> Problem requirements:
Show each line of the material below that contains the word "every", treating uppercase and lowercase as distinct.

> Annotation dataset entries:

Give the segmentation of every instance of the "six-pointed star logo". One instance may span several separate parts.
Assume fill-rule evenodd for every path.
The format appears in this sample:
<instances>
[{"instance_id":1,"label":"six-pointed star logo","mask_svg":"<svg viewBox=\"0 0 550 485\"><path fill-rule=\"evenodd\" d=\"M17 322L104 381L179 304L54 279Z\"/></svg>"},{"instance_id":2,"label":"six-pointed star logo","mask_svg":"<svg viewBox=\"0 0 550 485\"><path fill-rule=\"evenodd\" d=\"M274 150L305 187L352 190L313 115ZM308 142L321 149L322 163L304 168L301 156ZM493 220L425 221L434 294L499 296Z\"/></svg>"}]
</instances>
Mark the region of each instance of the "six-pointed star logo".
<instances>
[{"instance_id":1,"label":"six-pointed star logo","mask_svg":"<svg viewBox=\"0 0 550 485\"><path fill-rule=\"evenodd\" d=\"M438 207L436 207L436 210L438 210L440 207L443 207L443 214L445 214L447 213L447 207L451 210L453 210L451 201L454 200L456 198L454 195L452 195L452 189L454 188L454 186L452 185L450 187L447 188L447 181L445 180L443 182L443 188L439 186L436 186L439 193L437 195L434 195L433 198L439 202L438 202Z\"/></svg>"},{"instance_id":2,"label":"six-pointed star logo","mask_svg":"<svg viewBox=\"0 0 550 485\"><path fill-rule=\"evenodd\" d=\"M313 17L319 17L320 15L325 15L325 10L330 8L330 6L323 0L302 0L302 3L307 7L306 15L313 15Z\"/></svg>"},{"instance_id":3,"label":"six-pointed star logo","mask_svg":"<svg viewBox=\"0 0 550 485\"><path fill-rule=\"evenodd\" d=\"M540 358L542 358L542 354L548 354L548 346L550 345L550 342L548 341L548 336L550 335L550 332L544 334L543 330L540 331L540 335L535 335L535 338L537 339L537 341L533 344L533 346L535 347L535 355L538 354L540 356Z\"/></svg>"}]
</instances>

> Worked solution:
Give the segmentation of every instance of the "six-pointed star logo". One instance may span several separate parts.
Assume fill-rule evenodd for every path.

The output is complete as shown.